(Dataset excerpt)
___
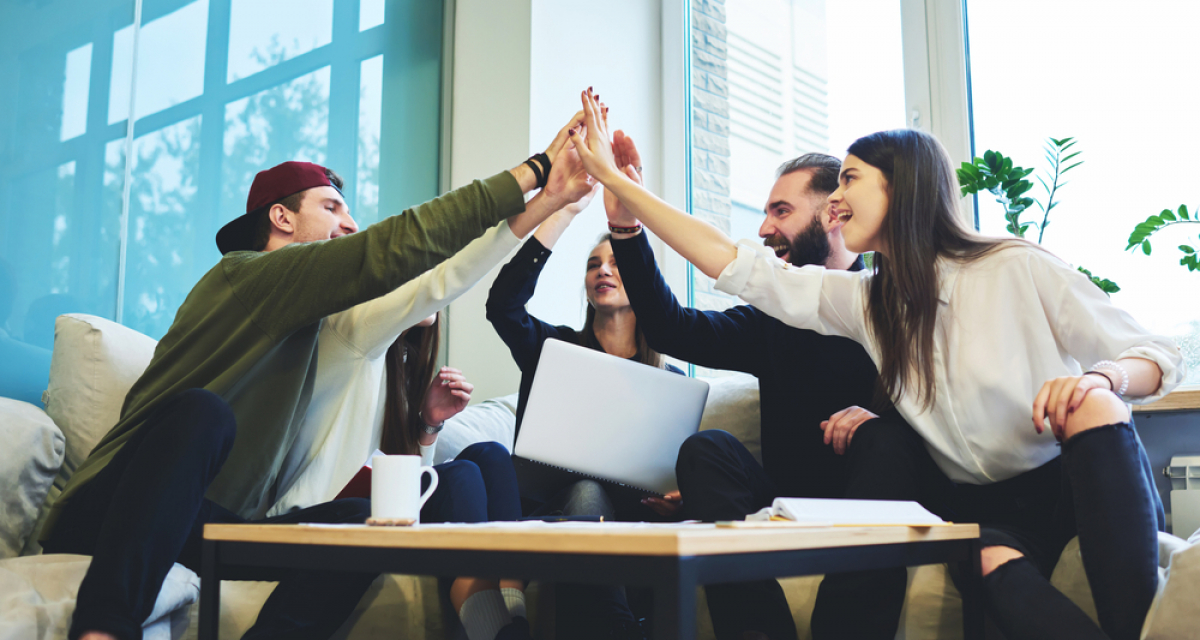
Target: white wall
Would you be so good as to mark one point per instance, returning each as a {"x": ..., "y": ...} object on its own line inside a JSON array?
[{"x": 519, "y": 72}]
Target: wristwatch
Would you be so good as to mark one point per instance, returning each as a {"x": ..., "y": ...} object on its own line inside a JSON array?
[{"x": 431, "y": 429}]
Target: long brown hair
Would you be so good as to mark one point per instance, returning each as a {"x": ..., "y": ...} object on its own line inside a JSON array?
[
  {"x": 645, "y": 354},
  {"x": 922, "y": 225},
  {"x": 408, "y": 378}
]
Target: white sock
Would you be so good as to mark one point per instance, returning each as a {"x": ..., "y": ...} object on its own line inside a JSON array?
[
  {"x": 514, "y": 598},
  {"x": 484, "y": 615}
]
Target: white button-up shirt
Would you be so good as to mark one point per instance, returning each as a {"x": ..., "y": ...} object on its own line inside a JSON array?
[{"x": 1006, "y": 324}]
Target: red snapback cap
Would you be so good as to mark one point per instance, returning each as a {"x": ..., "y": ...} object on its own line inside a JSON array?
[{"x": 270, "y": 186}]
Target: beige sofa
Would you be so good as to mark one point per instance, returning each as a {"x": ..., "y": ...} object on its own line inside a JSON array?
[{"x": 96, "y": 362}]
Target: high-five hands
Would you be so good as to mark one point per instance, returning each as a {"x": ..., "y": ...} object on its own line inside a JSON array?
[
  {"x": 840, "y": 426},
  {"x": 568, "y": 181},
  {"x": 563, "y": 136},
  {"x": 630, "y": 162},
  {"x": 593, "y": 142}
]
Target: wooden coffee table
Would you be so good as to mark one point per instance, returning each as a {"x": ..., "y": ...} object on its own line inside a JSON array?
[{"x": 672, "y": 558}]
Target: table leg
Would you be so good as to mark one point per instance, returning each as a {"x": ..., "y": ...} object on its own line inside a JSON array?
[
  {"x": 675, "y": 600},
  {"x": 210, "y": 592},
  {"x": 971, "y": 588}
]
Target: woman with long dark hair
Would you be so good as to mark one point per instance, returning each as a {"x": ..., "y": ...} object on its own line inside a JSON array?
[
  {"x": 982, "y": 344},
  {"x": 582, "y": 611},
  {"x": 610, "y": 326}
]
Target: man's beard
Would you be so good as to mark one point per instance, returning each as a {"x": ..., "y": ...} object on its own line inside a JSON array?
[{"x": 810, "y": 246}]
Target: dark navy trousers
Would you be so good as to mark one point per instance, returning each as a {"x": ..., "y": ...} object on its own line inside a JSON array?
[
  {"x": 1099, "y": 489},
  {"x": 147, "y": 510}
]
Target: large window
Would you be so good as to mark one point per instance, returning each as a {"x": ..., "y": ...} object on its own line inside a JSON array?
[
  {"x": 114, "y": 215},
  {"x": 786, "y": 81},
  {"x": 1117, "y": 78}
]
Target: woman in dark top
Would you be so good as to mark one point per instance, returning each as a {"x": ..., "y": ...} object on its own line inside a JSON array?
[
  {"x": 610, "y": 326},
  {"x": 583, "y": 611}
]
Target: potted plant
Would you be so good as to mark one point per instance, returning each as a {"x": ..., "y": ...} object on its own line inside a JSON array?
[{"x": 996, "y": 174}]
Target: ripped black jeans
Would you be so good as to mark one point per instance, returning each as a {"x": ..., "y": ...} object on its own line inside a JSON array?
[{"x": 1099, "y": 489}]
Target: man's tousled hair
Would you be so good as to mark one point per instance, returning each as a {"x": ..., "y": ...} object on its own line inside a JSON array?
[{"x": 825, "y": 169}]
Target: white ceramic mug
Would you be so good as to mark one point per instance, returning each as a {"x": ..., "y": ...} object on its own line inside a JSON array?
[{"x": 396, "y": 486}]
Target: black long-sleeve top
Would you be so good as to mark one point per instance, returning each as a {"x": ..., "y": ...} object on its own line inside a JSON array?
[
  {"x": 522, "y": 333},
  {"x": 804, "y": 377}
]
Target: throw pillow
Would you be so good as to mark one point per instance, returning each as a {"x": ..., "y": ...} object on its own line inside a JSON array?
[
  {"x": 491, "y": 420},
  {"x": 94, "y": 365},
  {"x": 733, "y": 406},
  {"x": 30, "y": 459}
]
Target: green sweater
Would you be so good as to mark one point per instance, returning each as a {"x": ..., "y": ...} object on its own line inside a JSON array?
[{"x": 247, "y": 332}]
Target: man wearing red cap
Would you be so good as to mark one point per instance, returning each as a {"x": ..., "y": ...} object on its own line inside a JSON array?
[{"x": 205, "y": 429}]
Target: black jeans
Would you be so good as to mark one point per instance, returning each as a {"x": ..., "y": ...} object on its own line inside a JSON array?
___
Change every "one point per instance" in the listing above to "a single point for each instance" and leave everything else as it is. Omit the pictures from your version.

Target: white wall
Would you be so good as to mark a single point for each instance, returning each as a {"x": ..., "y": ...} object on its own line inside a JSON array?
[{"x": 519, "y": 72}]
Target: wristwatch
Would you be so good as to mark a single point for each instance, returning each as a {"x": ..., "y": ...} object on its own line inside a JSON array?
[{"x": 431, "y": 429}]
Target: long brown hair
Would you be so good as to mark a single point for each instance, returning each as a {"x": ..., "y": ...} object on its own line inside a JSON array?
[
  {"x": 645, "y": 354},
  {"x": 922, "y": 225},
  {"x": 408, "y": 378}
]
Target: white sock
Would you be so good as to mark a single point for each instance, returning each as a {"x": ..., "y": ...} object on its own line inside a JSON array?
[
  {"x": 514, "y": 598},
  {"x": 484, "y": 615}
]
Target: white button-up shirt
Would you be so good as to mark a single point for each instance, returning each as a {"x": ..., "y": ...} object on its own line inside a JSON array?
[{"x": 1006, "y": 324}]
Target: red snapback cap
Would you be so good as to mark a single point for each instance, returning each as a {"x": ..., "y": ...} object on its own line inside a JSON array?
[{"x": 270, "y": 186}]
Target: beige sofa
Would you be so good as to mark a single point for each instance, returning each as a {"x": ..., "y": ...} object on its own line inside a JSON array?
[{"x": 96, "y": 362}]
Target: high-five hands
Would you be so good as to mark a single point for each instance, returning each as a {"x": ..., "y": ...} object on its own line inside a JSON array?
[
  {"x": 840, "y": 426},
  {"x": 568, "y": 181},
  {"x": 563, "y": 136},
  {"x": 630, "y": 162},
  {"x": 593, "y": 142}
]
Target: wooden coffee table
Would you be so good as to mark a single point for each instance, returning each as a {"x": ..., "y": ...} object on its own line inside a JSON array?
[{"x": 672, "y": 558}]
Target: table leg
Would you be so good as to mark a single point for each instance, returning each as a {"x": ..., "y": ...} object on its own line inside a JSON array?
[
  {"x": 675, "y": 600},
  {"x": 210, "y": 592},
  {"x": 971, "y": 588}
]
Target: woman with long dark hair
Would you be so good as to mark a single point for each instance, returning each as a {"x": ..., "y": ...} object on its own line inside a JSON array?
[
  {"x": 982, "y": 344},
  {"x": 582, "y": 611},
  {"x": 610, "y": 326}
]
Target: man's beard
Would you be so good as to mark a single point for each instance, returning each as a {"x": ..., "y": ...} object on its own line inside a JSON array?
[{"x": 810, "y": 246}]
Target: dark navy trousers
Would you be so good as to mark a single point for each instance, returning each as a {"x": ..., "y": ...} object on its own line inside a JSON array?
[
  {"x": 1099, "y": 489},
  {"x": 147, "y": 510}
]
Target: large window
Would you be so good as to mark a single point for each instance, returning each as a {"x": ..., "y": ...} object on its own line inside a JSON array?
[
  {"x": 114, "y": 215},
  {"x": 786, "y": 81},
  {"x": 1117, "y": 78}
]
Target: woman in dark top
Would you be so good as to mark a single point for each instance, returning each as a {"x": ..., "y": ...} object on its own line inside a JSON array?
[
  {"x": 610, "y": 326},
  {"x": 583, "y": 611}
]
Target: potted plant
Would you be so good as to mark a single point for each instance, returning each as a {"x": ..., "y": ...} object on its own line inside a JSON array?
[{"x": 996, "y": 174}]
Target: ripped black jeans
Would you be so good as to mark a single point for each instance, returning each as a {"x": ..., "y": ...} object on its own line inside a JSON array?
[{"x": 1099, "y": 489}]
Target: man's tousled hair
Would you be so good as to mark a single point for each instance, returning each as a {"x": ..., "y": ...} object on its own line inside a JSON array?
[{"x": 825, "y": 169}]
Target: white ceramic mug
Would you be so good as to mark a single point for each instance, returning each as a {"x": ..., "y": ...} object on its own line inside a JSON array?
[{"x": 396, "y": 486}]
Target: black long-sleeve top
Would you be so good as to mark a single point for each instance, returning each as a {"x": ..., "y": ...} object on its own line inside a JSON array?
[
  {"x": 522, "y": 333},
  {"x": 804, "y": 377}
]
Target: throw pillow
Would you be so good as to mark a single point for each instance, returning each as a {"x": ..., "y": ...} object on its own line inside a JSON array?
[
  {"x": 491, "y": 420},
  {"x": 94, "y": 365},
  {"x": 733, "y": 406},
  {"x": 30, "y": 459}
]
Target: green sweater
Would you be so good as to mark a single point for each instance, returning each as a {"x": ..., "y": ...} object on its own line inside a JSON array?
[{"x": 247, "y": 332}]
Target: man wearing red cap
Would you be so good as to mark a single point for each instance, returning each as a {"x": ..., "y": ...} object on its own line inside a JSON array?
[{"x": 205, "y": 429}]
Target: black jeans
Would you be so good as to mark a single point for each instance, returning each as a {"x": ..., "y": ...} object on its own line inside a JSON array?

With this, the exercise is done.